§ **Exercise prompt**:
Output the data below exactly, down to the last character.

####################

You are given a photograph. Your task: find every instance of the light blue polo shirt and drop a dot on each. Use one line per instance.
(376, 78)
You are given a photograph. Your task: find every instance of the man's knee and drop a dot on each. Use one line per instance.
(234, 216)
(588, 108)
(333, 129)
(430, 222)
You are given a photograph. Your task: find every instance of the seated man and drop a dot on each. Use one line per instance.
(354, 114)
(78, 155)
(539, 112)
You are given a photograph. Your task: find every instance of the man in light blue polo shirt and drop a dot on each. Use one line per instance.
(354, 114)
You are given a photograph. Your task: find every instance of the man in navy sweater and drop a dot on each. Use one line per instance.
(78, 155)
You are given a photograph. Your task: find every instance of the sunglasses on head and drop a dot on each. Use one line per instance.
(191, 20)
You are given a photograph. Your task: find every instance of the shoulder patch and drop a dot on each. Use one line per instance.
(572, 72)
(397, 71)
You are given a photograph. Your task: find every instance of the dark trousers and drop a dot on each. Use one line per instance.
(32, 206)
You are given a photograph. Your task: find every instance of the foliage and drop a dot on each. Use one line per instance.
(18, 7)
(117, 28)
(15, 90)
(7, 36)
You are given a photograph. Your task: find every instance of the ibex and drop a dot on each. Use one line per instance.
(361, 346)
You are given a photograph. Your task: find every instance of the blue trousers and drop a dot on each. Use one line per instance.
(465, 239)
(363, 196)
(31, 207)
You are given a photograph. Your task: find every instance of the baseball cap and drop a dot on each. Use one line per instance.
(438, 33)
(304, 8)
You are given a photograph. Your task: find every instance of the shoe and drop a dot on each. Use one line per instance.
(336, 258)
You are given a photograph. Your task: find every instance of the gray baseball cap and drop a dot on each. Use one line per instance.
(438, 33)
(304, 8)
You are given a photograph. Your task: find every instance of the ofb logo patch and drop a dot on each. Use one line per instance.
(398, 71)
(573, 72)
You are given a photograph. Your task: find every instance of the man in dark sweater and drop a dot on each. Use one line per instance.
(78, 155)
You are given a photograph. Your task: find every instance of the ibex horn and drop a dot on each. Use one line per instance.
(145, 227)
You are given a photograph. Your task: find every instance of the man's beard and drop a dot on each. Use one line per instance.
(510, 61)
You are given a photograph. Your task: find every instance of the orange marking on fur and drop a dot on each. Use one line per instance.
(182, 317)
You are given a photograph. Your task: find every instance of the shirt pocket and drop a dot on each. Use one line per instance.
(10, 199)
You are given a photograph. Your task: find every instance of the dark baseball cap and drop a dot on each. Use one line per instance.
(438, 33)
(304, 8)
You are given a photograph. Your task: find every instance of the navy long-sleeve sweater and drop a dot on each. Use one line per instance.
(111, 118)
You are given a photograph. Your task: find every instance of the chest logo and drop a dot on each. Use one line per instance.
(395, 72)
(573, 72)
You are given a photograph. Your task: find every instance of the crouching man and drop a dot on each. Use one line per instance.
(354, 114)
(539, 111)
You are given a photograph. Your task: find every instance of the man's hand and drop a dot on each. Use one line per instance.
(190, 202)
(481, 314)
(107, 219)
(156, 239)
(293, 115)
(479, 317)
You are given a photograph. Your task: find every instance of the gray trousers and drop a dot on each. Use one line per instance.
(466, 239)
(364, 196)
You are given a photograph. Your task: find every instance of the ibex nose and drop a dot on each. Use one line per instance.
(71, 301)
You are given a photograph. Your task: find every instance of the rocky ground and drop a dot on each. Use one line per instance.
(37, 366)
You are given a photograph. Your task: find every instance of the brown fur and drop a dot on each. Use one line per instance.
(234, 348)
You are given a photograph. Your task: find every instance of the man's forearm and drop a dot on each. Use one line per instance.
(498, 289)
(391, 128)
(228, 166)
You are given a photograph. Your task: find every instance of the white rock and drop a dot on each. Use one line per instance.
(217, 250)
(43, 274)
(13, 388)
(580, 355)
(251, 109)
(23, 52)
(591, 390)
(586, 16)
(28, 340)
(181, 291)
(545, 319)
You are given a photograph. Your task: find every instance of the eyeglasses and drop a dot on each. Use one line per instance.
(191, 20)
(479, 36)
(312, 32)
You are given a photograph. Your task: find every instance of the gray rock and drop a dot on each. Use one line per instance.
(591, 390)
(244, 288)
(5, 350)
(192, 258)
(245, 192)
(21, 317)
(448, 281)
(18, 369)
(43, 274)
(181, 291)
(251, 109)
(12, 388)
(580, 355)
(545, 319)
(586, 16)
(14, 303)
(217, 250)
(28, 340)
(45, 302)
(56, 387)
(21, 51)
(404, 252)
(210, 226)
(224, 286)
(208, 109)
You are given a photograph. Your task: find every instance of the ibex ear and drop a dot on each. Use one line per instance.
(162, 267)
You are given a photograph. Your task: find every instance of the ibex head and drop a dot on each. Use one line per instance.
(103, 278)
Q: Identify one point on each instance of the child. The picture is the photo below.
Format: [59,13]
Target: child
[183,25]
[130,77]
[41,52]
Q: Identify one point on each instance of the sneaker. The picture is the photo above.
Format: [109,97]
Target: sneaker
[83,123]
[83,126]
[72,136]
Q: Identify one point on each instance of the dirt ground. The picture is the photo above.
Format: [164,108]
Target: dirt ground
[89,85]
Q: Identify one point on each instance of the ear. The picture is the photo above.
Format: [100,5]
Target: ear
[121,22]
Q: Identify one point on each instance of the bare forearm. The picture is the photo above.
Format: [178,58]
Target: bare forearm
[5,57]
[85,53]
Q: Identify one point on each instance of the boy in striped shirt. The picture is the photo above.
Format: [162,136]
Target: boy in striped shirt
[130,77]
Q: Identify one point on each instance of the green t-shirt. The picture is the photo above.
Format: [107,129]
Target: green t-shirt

####################

§ **Exercise result**:
You are given a photograph. Your task: find every instance of the light blue polo shirt and drop a dot on each. Use one line per instance.
(376, 78)
You are given a photograph. Your task: find every instance of the man's knee and drop a dot on each. Use one line per instance.
(234, 216)
(588, 108)
(333, 129)
(430, 222)
You are given a photograph. Your task: find every instance of the seated man and drop a dot on each. Use one line per instance.
(354, 114)
(78, 155)
(539, 112)
You are given a photograph. Your task: find every instance of the man in light blue polo shirt and drop a dot on each. Use one line per instance.
(354, 114)
You are given a photograph. Your task: find every instance of the man in navy sweater and drop a dot on each. Use one line per instance.
(78, 155)
You are given a photograph. Your task: find every instance of the sunglasses on head and drop a dot on each. Use one line per instance.
(191, 20)
You are given a photograph. Your task: find every instance of the shoulder patch and drop a dot on each. Use one line per instance.
(572, 72)
(397, 71)
You are given a photograph. Your task: find every instance of the dark trousers and drop a dot on each. Use one line per instance.
(32, 206)
You are given a photograph. Your task: find every instance of the foliage and drop a dot on each. Use one line per instance.
(18, 7)
(117, 28)
(15, 90)
(7, 36)
You are given a photograph. Your task: find every instance of the ibex and drop a dot on each. Use one line per instance.
(361, 346)
You are given a photograph. Your task: find every instance of the blue trousers and drop a dot on each. Use one line per instance.
(465, 239)
(363, 196)
(31, 207)
You are given a photograph. Your task: find every instance of the baseball cap and drop a dot on each. Use one line per instance.
(438, 33)
(304, 8)
You are given a photograph. Your task: find every instance of the shoe and drop a dot on each. Use one line per instance.
(336, 258)
You are given a photograph. Your task: find every instance of the gray baseball cap and drop a dot on each. Use one line per instance.
(438, 33)
(304, 8)
You are given a photograph. Your task: find every instance of the ofb logo patch and drop a dot on each. Use one line per instance.
(398, 71)
(573, 72)
You are given a photograph. Your task: find every instance of the man in dark sweater and drop a dot on each. Use one line per instance.
(78, 155)
You are given a photograph. Your task: find every instance of the ibex horn and drop a dot on each. Use one line per instance.
(145, 227)
You are given a photograph. Your task: find every instance of the man's beard and drop a dot on each. Use one line per instance.
(510, 61)
You are given a photograph. Your task: find every instance of the orange marking on fur and drop a dot on each. Use one line per instance.
(182, 317)
You are given a photograph. Your task: find every instance of the shirt pocket and drop a dot on each. Use one line per instance.
(10, 199)
You are given a photograph. Your task: find every instance of the dark baseball cap and drop a dot on each. Use one line per instance.
(438, 33)
(304, 8)
You are given a photograph. Your task: find every instance of the navy long-sleeve sweater and drop a dot on each. Use one line per instance.
(111, 118)
You are given a photograph. Your task: find every instance of the chest logo and drop a dot on each. Use one line per instance.
(395, 72)
(573, 72)
You are given a photograph. Your task: find every instance of the crouching man and drop a dot on each. Use one line per instance.
(354, 114)
(539, 111)
You are given a photograph. Your task: find every instance of the man's hand and drop a dot on each. Use one line per instance.
(190, 202)
(481, 314)
(107, 219)
(156, 239)
(293, 115)
(479, 317)
You are given a photograph. Your task: find every instance of the gray trousers and drop a dot on each. Use one line per instance.
(466, 239)
(364, 196)
You are given a photograph. Your task: find every instance of the ibex nose and drop a dot on each. Use one line per instance.
(71, 301)
You are given a photograph. Your task: find every instance of the rocky ground and drop a dot on each. Use one line per instance.
(37, 366)
You are given a photograph. Your task: find every instance of the brown fur and drop a dot on each. Use one line per instance.
(234, 348)
You are given a photograph. Your task: find every instance of the man's forearm and drop a dot on each. Use one line per instance.
(498, 289)
(391, 128)
(228, 166)
You are given a photograph. Your task: find every instance of the white rock and drop a dot on each. Use one line per instance.
(217, 250)
(43, 274)
(13, 388)
(580, 355)
(251, 109)
(23, 52)
(591, 390)
(586, 16)
(28, 340)
(181, 291)
(545, 319)
You are given a photograph. Your task: find every instance of the eyeglasses and drop a dot on each. Use one line per instance.
(191, 20)
(479, 36)
(312, 32)
You are given a photograph. Your task: find every instance of the gray rock and drop a dot on each. Use one line per instance.
(591, 390)
(244, 288)
(5, 350)
(192, 258)
(245, 192)
(21, 317)
(448, 281)
(18, 369)
(43, 274)
(181, 291)
(251, 109)
(12, 388)
(580, 355)
(545, 319)
(586, 16)
(14, 303)
(217, 250)
(28, 340)
(45, 302)
(56, 387)
(21, 51)
(404, 252)
(210, 226)
(224, 286)
(208, 109)
You are given a photograph. Your task: find every instance of the ibex ear and drop a dot on each. Use one line per instance.
(162, 267)
You are given a photograph. Your task: find every instance of the ibex head and drop a dot on each. Use one line per instance.
(103, 278)
Q: Identify one point on each instance of the child. The picture is the photo below.
Format: [59,13]
Target: child
[183,25]
[130,77]
[41,52]
Q: Identify one point on each instance of the sneaker. The picture is the photo above.
Format: [109,97]
Target: sneaker
[83,123]
[83,126]
[72,136]
Q: Identify one point on each instance of the dirt ground. The picture is the photo above.
Format: [164,108]
Target: dirt ground
[89,85]
Q: Identify one point on each instance of the ear. The picture is the photo above.
Format: [100,5]
Target: ear
[121,22]
Q: Identify one point on each instance of the bare forearm. The picture is the photo above.
Format: [178,58]
Target: bare forearm
[5,57]
[85,53]
Q: Identify one point on each instance of the boy in striped shirt. The picture is the photo above.
Format: [162,136]
Target: boy in striped shirt
[130,77]
Q: Identify one point on each instance of the green t-shirt. The picture is the photo above.
Format: [107,129]
Target: green t-shirt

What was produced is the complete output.